What is asked:
1. Condense the paragraph in the Iowa caucus article that begins "Each man was the first choice" into a shorter version that keeps its main facts.
2. Set down the portion of the Iowa caucus article starting with "Vander Plaats was" and going on through "financial disclosure forms.", word for word.

*** Passage ***

MARSHALLTOWN, Iowa - Once they were winners. Now, in some respects, they are the forgotten men. The winners of the last two Iowa Republican caucuses - Rick Santorum in 2012 and Mike Huckabee in 2008 - are running again this year. They soldier on, visiting evangelical churches, Pizza Ranches, coffee shops, senior centers and house parties, though the polling numbers suggest they are long shots.

MARSHALLTOWN, Iowa - Once they were winners. Now, in some respects, they are the forgotten men.

The winners of the last two Iowa Republican caucuses - Rick Santorum in 2012 and Mike Huckabee in 2008 - are running again this year. They soldier on, visiting evangelical churches, Pizza Ranches, coffee shops, senior centers and house parties, though the polling numbers suggest they are long shots.

Even for an electoral process with its share of quirks, no past winners have ever faced off like this.

Each man was the first choice of 2 percent of those likely to attend Monday's Republican caucuses, according to the Iowa Poll, sponsored by Bloomberg Politics/The Des Moines Register and released Saturday. Compared to the same survey earlier this month, those numbers represent an uptick of a percentage point for Santorum, the former Pennsylvania U.S. senator, and a decline of one percentage point for Huckabee, a Baptist preacher who was governor of Arkansas.

Santorum insists he still has a chance, and he blasts the media for trying to pronounce the death of his campaign before any votes are cast. After all, he said in a recent visit to a nondenominational evangelical church in this central Iowa city, polling showed that 32 percent of the people who voted for him in the 2012 caucuses decided on the last day.

"Don't let the national media, don't let the establishment who's providing the money, decide who you should choose," Santorum said. "Who cares what the numbers are in the poll? Your job is not to settle. Your job is to pick the right person and recommend to the rest of the country who the best person is who should be president."

At the Marshalltown Senior Citizens Center on a recent day, Huckabee also sounded upbeat, citing the propensity of caucus goers to change their minds, even at the last minute. Yet he acknowledged he'll be re-evaluating post Iowa.

"I think we'll surprise people like we did eight years ago," Huckabee said. "But campaigns are fluid, and every day you evaluate where you are and do you have the juice to keep going. My future is not in my hands as much as it's in the hands of the voters of Iowa."

Texas Sen. Ted Cruz has tried hard to consolidate the support of evangelicals, who made up 57 percent of caucus-goers in 2012, and polls show the strategy is working. He's got the support of U.S. Rep. Steve King (R., Iowa), a hero of social conservatives, and Bob Vader Plaats, an influential evangelical leader in Iowa.

"This is your opportunity to choose well," Vander Plaats told voters at a Cruz rally last week in Ottumwa. "It's not about voting against Sen. Santorum. It's not about voting against Gov. Huckabee." The important thing is that Cruz, with a large war chest and network of super PACs, can unite the right and stop real estate mogul Donald Trump, he said.

Vander Plaats was chairman of Huckabee's 2008 campaign, and he gave a crucial endorsement to Santorum that boosted him close to caucus time four years ago. Two of Santorum's top Iowa aides, credited with helping him overtake Mitt Romney, went with Trump, who also has sought to appeal to evangelicals.

Huckabee has been pounding way at Cruz for switches in positions, including telling elite fund-raisers at a Manhattan reception that ending same-sex marriage would not be a priority in a Cruz administration, while railing against it in Iowa. A superPAC allied with Huckabee is running TV ads that blast Cruz for not tithing to his church, based on financial disclosure forms.

On one level the explanation for Santorum and Huckabee's struggles this year is simple. "It's not that profound, but people are looking for the new thing - that's why Trump became so big," said Washington County GOP Chairman James Graham. "People remember and like Santorum and Huckabee, but they've seen and heard them before."

*** Source excerpt ***

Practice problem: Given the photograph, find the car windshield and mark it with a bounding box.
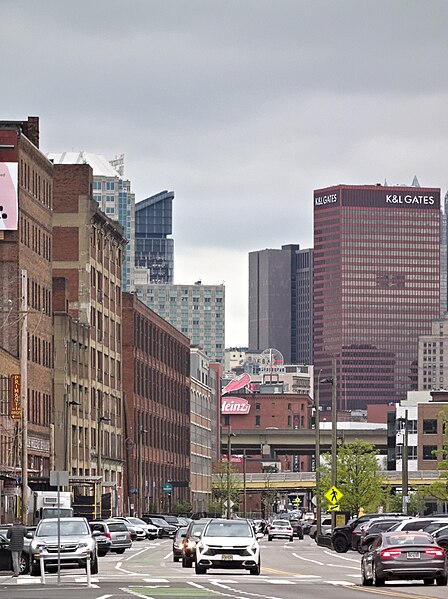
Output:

***

Answers for the exercise:
1. The Iowa Poll, sponsored by Bloomberg Politics/The Des Moines Register and released Saturday, found that Santorum and Huckabee were each the first choice of 2 percent of likely attendees at Monday's Republican caucuses. Compared with the same survey earlier in the month, Santorum, the former Pennsylvania U.S. senator, rose by one percentage point, and Huckabee, a Baptist preacher and former Arkansas governor, fell by one.

2.
Vander Plaats was chairman of Huckabee's 2008 campaign, and he gave a crucial endorsement to Santorum that boosted him close to caucus time four years ago. Two of Santorum's top Iowa aides, credited with helping him overtake Mitt Romney, went with Trump, who also has sought to appeal to evangelicals.

Huckabee has been pounding way at Cruz for switches in positions, including telling elite fund-raisers at a Manhattan reception that ending same-sex marriage would not be a priority in a Cruz administration, while railing against it in Iowa. A superPAC allied with Huckabee is running TV ads that blast Cruz for not tithing to his church, based on financial disclosure forms.